**DIRECTIONS FOR THIS TASK**
Copy the entries character for character.

(Data excerpts)

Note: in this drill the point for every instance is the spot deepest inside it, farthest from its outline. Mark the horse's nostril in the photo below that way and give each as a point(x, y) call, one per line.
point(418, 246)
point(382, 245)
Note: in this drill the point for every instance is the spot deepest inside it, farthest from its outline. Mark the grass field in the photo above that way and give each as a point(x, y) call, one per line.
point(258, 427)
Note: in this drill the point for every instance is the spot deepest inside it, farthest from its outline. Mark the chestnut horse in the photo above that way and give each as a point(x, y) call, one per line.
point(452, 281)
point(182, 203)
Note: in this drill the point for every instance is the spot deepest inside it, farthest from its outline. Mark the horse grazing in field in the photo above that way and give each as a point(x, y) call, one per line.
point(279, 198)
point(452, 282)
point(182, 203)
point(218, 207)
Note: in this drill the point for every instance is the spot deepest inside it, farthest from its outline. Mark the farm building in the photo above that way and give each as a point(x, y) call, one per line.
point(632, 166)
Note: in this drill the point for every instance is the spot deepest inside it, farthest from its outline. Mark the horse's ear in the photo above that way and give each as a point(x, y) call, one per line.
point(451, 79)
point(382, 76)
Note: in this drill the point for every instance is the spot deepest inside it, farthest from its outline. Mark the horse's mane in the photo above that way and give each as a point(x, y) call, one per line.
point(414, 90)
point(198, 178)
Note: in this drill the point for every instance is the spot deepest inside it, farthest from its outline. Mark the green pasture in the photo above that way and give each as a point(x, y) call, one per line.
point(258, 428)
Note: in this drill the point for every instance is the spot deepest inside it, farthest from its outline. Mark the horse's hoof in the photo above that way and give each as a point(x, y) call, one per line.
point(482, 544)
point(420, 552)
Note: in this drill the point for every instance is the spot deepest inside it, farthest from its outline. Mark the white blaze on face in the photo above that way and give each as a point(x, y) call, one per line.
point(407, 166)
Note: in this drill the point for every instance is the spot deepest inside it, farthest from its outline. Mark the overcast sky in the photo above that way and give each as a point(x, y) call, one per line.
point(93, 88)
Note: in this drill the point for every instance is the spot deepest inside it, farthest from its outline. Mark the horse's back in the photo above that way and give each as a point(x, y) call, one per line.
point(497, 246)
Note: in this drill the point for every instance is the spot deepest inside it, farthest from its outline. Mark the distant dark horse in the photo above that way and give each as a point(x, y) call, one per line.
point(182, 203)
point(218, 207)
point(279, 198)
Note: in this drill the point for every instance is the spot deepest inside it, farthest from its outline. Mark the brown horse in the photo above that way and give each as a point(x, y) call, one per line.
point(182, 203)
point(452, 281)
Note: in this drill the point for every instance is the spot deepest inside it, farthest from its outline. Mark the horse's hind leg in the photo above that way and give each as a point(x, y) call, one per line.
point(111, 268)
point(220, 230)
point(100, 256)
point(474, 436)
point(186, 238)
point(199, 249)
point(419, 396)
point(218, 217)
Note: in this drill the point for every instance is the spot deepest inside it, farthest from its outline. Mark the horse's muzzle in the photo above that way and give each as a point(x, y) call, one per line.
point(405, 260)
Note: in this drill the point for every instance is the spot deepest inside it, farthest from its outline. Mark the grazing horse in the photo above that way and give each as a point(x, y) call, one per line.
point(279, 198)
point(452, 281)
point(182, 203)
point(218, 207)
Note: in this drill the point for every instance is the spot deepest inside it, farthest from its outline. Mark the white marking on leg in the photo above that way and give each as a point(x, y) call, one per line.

**REPLY**
Note: in this drill the point for every instance is the spot deepest inside it, farthest from its outline. Mark the horse's nostril in the photo below that way and give each as a point(x, y) call, one per line.
point(418, 246)
point(382, 245)
Note: in this drill the point for every instance is the spot deepest inside it, farthest from its outline. Mark the grass field in the photo above that way and give each as a point(x, y) call, one per line.
point(258, 427)
Note: in this drill the point for every instance is the spot deepest inside it, farthest from its outline. Mark the chestnut horse in the photo above that way and give each as a point(x, y) call, one per line.
point(452, 281)
point(182, 203)
Note: in this drill the point for every instance is the spot deepest inside it, farthest from its outline. Mark the horse grazing in field in the photo above that way and give each as a point(x, y) call, one per line.
point(279, 198)
point(452, 282)
point(182, 203)
point(218, 207)
Note: in this drill the point for every instance is the spot deepest inside it, farthest from its outline. Mark the farm building in the photo above that way and give each as a point(x, y) call, one per line.
point(632, 166)
Note: in this drill the point for every instance is the spot deepest inside it, farthest from its outline. Mark the horse's ear in the photo above that way and give each as a point(x, y) call, one per line.
point(451, 79)
point(382, 76)
Note: in this drill the point for every instance is the spot deepest inside it, farthest from its outline. Mark the horse's mane in the photo above that way and give each as a point(x, y) call, one per line.
point(414, 90)
point(198, 178)
Note: in this drill the point for every instance is the spot deepest inside it, farthest from its outline. Mark the green pasture in the photo above that way and give each as a point(x, y) call, one per line.
point(258, 428)
Note: in this drill the point for every instance is the spot deepest inside it, farthest from its outline. Mark the horse's hoof in the photo above that way and give each as a point(x, y) call, one per line.
point(482, 544)
point(420, 552)
Note: in this drill the point for every instance is the spot deepest inside it, farthest from its outline. Mark the white blaze on face in the photo above that way and give each as a point(x, y) call, one per line.
point(407, 166)
Note: in this drill the point for every instance is the spot deepest inside it, farthest from its outline. Mark the overcast sky in the photo above that way and give each as a point(x, y) call, one per line.
point(93, 88)
Note: in this drill the point for every instance is the spot deepest inside it, farthest from its outline. Mark the horse's back in the photo above that way and give each as a point(x, y) call, one per line.
point(497, 246)
Note: in this drill the point for every instance is the spot deepest inside it, farthest from its outline. Mark the distant dark horse in the photo above that way and give each as a point(x, y) call, one per line.
point(182, 203)
point(218, 207)
point(279, 198)
Note: in this drill the point for every instance is the spot deepest inside it, farthest from its outline. Mark the brown horse in the photo above that way and give each as a point(x, y) call, one per line.
point(182, 203)
point(452, 281)
Note: in this drill the point for every instance is the spot deepest inside it, farthest from its outline. Mark the horse's hind leg in the photo above that way and give each as a point(x, y) call, one per line.
point(111, 268)
point(220, 230)
point(100, 256)
point(474, 436)
point(186, 238)
point(199, 249)
point(419, 396)
point(218, 217)
Note: in this drill the point for every instance is the spot deepest inside it, farthest from its outline. Mark the horse's muzzle in the photo above that way and give each as a point(x, y) call, one per line.
point(405, 260)
Note: in this drill the point for every instance is the spot deepest inside it, farthest from its outline. Mark the grazing horse in the photo above that way and give each as a point(x, y) call, one per line.
point(279, 198)
point(452, 281)
point(182, 203)
point(218, 207)
Note: in this drill the point for every instance is the spot deepest inside it, farthest from its outline. Mark the white marking on leg in the photo above that way and give each as a point(x, y) call, one per line.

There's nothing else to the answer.